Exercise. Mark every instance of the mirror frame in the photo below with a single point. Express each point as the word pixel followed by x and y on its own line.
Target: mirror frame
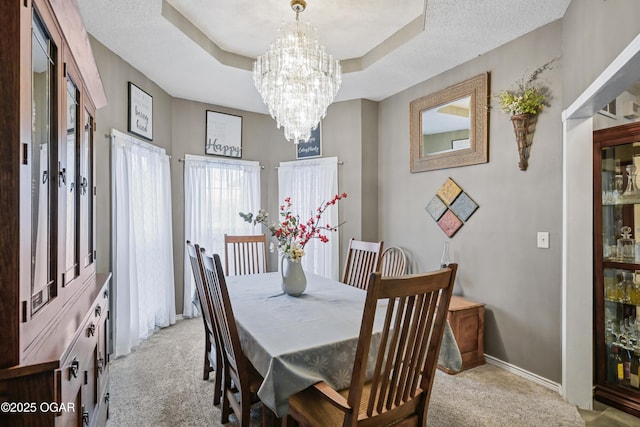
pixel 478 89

* * *

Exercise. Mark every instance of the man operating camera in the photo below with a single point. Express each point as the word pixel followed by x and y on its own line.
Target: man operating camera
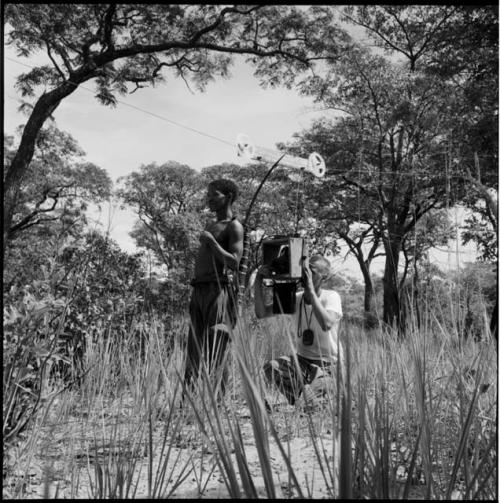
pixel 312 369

• Requirement: Counting only matches with the same capitalization, how many lines in the items above contain the string "mirror"? Reply with the number alone.

• Exercise answer: 2